◆ **Passage given**
::::

Need advice, So I met my boyfriend back in 2023 when we first got together it was just us but then he started mentioning to me about being in a poly relationship because he’s into the whole poly thing. I explained to him that I wasn’t into that so for a while he left it alone but the third month of us being together he bought it back up trying to convince me that it’s more to just sex when it comes to a poly relationship.

While is being together I knew of his family and his family knew of me but I never met them for some reason and I always wanted to he knew where I lived but I didn’t know where he lived till this day I still don’t know where he lives and never met his family. When I started to ask him why I haven’t I met his family yet but he met mine it was always an excuse,sex is great,when we see each other is all lovey dovey and all about me/us he lets it be known that I’m his and he mine when we are together,communication is bad when we are not around each other some days I would hear from him and other day I don’t hear anything from him not a call or a text message. When we do finally speak he act like everything is fine when really I’m hurt he talks to me like he’s trying to make things sound good when it’s not trying to convince me to for get about the negative it’s like he know what he’s doing when he sweet talks me.

::::

◆ **What you will do**
a) Output the stretch of the relationship post from "Need advice, So" through "a poly relationship." with the wording unchanged.
b) According to the relationship post, in what year did the writer meet the boyfriend?
c) List every statement in the relationship post about knowing or meeting each other's family, or about knowing where each other lives.

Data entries
::::

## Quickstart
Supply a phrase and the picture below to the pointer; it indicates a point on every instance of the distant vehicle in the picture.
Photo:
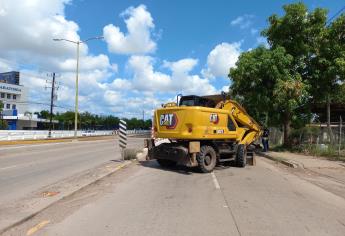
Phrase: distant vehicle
(88, 133)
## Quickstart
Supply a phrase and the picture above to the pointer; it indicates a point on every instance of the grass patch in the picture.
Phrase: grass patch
(328, 151)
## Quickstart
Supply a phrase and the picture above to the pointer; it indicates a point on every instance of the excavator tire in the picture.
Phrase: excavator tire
(166, 163)
(206, 158)
(241, 156)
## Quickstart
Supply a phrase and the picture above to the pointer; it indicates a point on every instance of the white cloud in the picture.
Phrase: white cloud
(144, 76)
(243, 21)
(27, 29)
(221, 59)
(138, 39)
(184, 82)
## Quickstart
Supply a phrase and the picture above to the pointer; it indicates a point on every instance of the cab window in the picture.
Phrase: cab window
(231, 125)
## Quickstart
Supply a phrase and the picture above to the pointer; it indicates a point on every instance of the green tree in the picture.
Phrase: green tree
(327, 67)
(266, 84)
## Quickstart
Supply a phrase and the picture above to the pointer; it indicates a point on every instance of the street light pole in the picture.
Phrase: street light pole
(77, 78)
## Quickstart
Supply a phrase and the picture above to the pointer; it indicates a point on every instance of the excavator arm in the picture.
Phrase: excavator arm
(252, 129)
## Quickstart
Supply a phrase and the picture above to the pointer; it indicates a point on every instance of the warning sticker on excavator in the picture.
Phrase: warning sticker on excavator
(214, 118)
(169, 120)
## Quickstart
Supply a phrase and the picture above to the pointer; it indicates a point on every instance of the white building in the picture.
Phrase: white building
(15, 106)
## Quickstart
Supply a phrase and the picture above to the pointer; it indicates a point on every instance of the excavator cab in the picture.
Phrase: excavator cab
(196, 101)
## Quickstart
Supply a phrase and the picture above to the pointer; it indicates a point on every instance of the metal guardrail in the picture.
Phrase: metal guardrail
(8, 135)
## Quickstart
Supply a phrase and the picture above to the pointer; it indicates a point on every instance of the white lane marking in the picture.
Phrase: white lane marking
(8, 167)
(215, 181)
(52, 144)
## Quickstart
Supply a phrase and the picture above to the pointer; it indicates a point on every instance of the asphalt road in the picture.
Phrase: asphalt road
(24, 169)
(144, 199)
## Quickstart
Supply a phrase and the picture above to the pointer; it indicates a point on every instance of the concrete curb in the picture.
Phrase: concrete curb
(285, 162)
(62, 197)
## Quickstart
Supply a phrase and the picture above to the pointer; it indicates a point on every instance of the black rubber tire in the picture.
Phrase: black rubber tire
(206, 158)
(241, 156)
(166, 163)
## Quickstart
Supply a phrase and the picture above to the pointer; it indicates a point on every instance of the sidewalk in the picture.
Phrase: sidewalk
(332, 169)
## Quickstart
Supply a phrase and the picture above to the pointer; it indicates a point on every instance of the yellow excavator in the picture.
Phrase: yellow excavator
(202, 131)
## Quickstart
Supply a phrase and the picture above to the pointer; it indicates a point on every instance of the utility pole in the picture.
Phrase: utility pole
(52, 99)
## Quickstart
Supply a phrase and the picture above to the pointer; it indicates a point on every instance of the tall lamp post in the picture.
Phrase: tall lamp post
(77, 78)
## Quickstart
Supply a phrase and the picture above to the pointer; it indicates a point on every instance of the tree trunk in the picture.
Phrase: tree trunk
(287, 129)
(330, 133)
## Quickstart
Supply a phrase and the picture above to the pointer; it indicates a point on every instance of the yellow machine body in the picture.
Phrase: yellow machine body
(228, 120)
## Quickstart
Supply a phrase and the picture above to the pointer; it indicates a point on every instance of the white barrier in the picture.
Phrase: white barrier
(43, 134)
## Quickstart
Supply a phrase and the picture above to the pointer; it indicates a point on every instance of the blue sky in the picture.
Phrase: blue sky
(174, 46)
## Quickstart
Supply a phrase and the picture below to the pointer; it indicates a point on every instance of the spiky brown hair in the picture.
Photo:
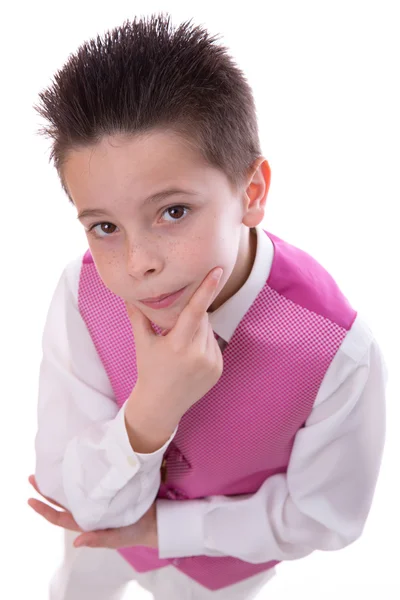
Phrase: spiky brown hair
(147, 75)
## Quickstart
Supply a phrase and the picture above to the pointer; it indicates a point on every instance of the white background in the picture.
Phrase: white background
(325, 75)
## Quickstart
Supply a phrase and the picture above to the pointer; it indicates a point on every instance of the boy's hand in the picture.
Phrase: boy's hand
(176, 369)
(142, 533)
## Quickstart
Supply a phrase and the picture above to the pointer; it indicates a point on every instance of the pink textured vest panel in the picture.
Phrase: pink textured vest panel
(242, 431)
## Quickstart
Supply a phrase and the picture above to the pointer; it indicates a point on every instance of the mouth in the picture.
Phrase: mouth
(164, 300)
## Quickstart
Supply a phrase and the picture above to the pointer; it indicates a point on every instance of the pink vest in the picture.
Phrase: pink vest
(242, 431)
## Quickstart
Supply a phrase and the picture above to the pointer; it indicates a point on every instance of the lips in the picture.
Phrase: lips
(166, 301)
(158, 298)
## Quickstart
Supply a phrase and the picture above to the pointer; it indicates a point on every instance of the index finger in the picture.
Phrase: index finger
(189, 320)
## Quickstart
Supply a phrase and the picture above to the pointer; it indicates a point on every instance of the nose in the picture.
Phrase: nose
(143, 258)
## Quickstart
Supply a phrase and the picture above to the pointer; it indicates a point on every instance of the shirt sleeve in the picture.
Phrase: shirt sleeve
(84, 459)
(323, 500)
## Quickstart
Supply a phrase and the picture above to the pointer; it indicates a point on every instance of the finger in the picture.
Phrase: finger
(102, 538)
(33, 483)
(189, 320)
(55, 517)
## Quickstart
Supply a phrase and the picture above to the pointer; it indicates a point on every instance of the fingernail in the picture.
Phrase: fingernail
(217, 273)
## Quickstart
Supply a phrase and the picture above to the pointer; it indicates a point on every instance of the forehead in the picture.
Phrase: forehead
(137, 163)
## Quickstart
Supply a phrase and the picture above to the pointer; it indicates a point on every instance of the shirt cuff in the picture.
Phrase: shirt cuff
(121, 455)
(180, 525)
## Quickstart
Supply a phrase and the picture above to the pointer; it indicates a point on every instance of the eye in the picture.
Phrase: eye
(106, 229)
(178, 212)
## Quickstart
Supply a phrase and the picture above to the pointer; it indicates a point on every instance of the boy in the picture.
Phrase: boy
(236, 421)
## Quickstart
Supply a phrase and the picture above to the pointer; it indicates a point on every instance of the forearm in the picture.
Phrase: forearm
(148, 430)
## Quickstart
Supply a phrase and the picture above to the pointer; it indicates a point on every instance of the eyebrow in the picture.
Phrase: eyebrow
(153, 199)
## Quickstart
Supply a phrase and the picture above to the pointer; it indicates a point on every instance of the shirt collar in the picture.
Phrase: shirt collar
(227, 317)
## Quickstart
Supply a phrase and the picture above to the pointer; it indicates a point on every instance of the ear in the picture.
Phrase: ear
(256, 193)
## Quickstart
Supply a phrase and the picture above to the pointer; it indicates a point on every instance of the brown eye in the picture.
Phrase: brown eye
(176, 211)
(108, 227)
(103, 230)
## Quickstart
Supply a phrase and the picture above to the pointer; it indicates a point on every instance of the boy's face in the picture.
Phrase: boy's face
(146, 249)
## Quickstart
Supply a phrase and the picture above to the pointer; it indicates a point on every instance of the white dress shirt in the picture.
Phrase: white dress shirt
(85, 461)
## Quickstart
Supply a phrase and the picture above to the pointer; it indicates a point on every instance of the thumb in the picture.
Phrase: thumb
(141, 325)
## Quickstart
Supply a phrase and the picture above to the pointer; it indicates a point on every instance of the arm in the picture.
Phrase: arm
(323, 500)
(84, 458)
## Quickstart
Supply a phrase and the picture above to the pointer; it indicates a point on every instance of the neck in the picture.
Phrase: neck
(242, 269)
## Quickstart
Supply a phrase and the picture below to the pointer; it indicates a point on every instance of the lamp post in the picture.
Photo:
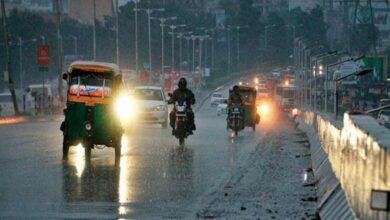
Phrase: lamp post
(162, 25)
(181, 36)
(266, 35)
(75, 42)
(228, 43)
(94, 30)
(149, 13)
(238, 44)
(173, 28)
(193, 38)
(117, 31)
(357, 73)
(136, 33)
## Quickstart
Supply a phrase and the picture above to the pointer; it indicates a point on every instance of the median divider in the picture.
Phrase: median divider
(349, 160)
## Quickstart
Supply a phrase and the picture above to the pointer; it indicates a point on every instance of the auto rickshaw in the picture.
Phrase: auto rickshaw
(250, 116)
(90, 117)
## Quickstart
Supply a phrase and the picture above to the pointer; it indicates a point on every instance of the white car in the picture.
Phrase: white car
(216, 98)
(152, 105)
(384, 117)
(221, 109)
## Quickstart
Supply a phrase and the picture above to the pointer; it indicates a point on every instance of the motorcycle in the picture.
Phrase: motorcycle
(235, 119)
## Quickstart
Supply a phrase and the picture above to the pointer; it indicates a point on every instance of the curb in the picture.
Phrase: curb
(13, 120)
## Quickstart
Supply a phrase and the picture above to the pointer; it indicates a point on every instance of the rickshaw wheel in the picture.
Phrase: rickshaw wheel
(65, 148)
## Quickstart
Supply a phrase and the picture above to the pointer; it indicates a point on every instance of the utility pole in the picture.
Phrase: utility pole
(8, 59)
(94, 30)
(136, 33)
(149, 13)
(188, 38)
(173, 28)
(193, 37)
(59, 50)
(162, 25)
(20, 44)
(228, 43)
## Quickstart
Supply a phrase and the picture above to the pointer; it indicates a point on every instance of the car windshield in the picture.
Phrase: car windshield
(149, 94)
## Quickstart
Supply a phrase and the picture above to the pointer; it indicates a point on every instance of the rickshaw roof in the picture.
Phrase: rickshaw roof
(95, 67)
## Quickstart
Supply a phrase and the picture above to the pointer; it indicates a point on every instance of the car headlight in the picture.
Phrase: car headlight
(124, 108)
(159, 108)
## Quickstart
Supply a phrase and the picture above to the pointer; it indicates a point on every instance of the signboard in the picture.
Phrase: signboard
(43, 55)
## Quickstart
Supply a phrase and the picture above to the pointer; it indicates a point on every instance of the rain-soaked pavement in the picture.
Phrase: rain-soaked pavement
(154, 178)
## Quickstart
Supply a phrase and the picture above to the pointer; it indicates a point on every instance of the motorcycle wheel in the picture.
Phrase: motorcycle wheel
(87, 150)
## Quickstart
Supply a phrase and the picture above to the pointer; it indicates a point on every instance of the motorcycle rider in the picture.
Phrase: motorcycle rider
(183, 93)
(235, 97)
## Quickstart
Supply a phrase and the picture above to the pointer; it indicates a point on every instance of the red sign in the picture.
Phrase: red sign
(43, 55)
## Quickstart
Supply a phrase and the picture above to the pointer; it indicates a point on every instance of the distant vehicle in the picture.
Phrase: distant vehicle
(222, 107)
(216, 98)
(153, 107)
(384, 102)
(285, 96)
(7, 106)
(384, 117)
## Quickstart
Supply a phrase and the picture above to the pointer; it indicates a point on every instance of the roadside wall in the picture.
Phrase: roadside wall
(356, 152)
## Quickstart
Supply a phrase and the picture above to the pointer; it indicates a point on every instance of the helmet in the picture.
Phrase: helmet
(182, 83)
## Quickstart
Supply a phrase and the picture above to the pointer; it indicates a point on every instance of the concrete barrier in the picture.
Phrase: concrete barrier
(349, 161)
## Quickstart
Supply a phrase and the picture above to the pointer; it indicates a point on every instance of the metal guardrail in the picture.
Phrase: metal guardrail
(331, 200)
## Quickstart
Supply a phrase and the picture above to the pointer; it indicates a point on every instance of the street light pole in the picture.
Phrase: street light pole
(20, 63)
(162, 25)
(136, 33)
(75, 41)
(228, 43)
(149, 13)
(173, 28)
(116, 31)
(8, 59)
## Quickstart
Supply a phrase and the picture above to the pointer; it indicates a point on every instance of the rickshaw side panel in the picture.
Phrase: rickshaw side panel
(74, 121)
(106, 128)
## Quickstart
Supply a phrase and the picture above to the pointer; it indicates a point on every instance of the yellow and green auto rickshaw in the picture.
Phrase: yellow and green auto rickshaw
(250, 116)
(90, 117)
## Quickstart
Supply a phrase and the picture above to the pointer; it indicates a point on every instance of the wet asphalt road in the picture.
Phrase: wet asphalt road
(154, 178)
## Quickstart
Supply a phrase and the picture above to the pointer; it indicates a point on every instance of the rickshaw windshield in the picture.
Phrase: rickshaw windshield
(90, 84)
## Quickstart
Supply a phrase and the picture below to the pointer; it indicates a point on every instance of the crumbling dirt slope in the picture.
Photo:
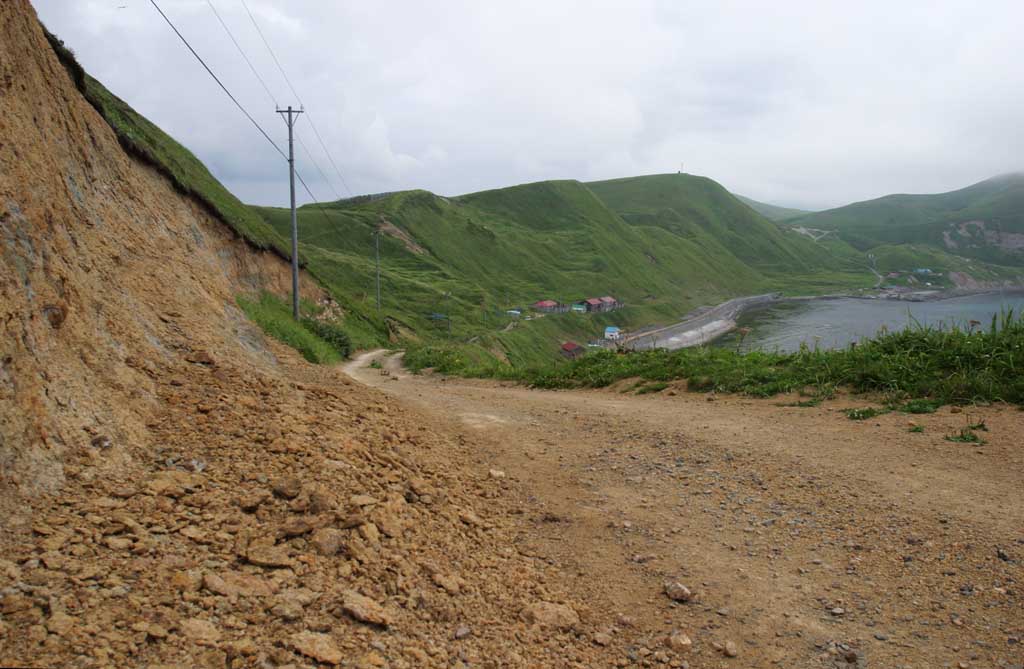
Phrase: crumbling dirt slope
(176, 491)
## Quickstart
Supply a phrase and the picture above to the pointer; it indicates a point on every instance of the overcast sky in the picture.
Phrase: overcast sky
(801, 103)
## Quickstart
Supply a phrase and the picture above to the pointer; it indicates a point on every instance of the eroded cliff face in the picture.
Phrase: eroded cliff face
(179, 491)
(107, 274)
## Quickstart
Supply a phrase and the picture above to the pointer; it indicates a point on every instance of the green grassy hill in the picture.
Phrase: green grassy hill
(699, 209)
(771, 212)
(474, 256)
(983, 221)
(662, 245)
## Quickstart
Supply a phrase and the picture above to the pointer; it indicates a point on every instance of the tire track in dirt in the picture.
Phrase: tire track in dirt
(809, 540)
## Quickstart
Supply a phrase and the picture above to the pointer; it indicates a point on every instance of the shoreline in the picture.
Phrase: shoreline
(708, 324)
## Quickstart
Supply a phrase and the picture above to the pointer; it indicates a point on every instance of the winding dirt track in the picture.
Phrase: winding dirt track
(809, 539)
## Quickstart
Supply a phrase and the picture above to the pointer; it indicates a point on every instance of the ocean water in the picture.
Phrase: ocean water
(836, 324)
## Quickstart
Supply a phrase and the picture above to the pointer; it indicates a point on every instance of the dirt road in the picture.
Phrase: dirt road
(807, 539)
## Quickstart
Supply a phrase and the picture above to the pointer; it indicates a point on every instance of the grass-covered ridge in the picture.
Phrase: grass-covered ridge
(983, 221)
(474, 256)
(941, 366)
(772, 212)
(317, 341)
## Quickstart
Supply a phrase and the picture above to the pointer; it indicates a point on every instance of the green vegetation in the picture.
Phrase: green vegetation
(474, 256)
(452, 267)
(331, 333)
(941, 366)
(864, 413)
(920, 406)
(652, 387)
(274, 317)
(965, 435)
(143, 139)
(772, 212)
(971, 222)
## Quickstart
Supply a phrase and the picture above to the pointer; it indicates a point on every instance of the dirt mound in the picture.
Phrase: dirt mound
(178, 491)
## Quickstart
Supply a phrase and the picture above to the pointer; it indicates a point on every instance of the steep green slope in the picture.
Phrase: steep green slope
(771, 212)
(474, 256)
(983, 221)
(697, 208)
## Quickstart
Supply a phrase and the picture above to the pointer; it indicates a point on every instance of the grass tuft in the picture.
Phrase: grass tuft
(274, 317)
(864, 413)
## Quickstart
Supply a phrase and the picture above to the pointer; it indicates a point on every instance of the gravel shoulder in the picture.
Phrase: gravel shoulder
(808, 539)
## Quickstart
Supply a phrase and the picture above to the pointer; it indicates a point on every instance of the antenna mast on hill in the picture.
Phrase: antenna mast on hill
(291, 116)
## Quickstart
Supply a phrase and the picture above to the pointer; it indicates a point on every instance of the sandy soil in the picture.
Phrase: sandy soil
(807, 538)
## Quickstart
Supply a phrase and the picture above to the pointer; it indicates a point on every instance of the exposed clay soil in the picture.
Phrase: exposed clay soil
(177, 491)
(808, 539)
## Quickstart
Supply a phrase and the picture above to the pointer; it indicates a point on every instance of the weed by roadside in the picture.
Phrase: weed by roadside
(864, 413)
(274, 318)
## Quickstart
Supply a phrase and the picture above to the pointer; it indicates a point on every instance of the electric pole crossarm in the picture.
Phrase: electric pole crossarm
(291, 116)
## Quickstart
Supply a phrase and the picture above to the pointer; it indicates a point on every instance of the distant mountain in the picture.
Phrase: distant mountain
(772, 212)
(453, 266)
(984, 220)
(696, 207)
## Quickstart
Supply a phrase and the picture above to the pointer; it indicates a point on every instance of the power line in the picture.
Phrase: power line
(297, 97)
(269, 94)
(243, 53)
(219, 83)
(239, 105)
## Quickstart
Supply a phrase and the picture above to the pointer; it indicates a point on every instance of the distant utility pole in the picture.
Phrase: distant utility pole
(377, 238)
(291, 116)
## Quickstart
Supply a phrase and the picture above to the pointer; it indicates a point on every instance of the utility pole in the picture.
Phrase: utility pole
(377, 239)
(289, 114)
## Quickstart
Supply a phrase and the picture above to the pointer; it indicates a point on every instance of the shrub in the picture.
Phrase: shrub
(274, 318)
(331, 333)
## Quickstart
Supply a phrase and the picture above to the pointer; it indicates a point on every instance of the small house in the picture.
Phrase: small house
(572, 350)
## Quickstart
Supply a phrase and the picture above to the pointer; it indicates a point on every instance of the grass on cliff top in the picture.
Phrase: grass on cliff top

::::

◆ **Solutions to the tasks**
a)
Need advice, So I met my boyfriend back in 2023 when we first got together it was just us but then he started mentioning to me about being in a poly relationship because he’s into the whole poly thing. I explained to him that I wasn’t into that so for a while he left it alone but the third month of us being together he bought it back up trying to convince me that it’s more to just sex when it comes to a poly relationship.

b) 2023

c)
- The writer knew of his family.
- His family knew of the writer.
- The writer never met his family.
- He knew where the writer lived.
- The writer didn't know where he lived and still doesn't.
- He met the writer's family.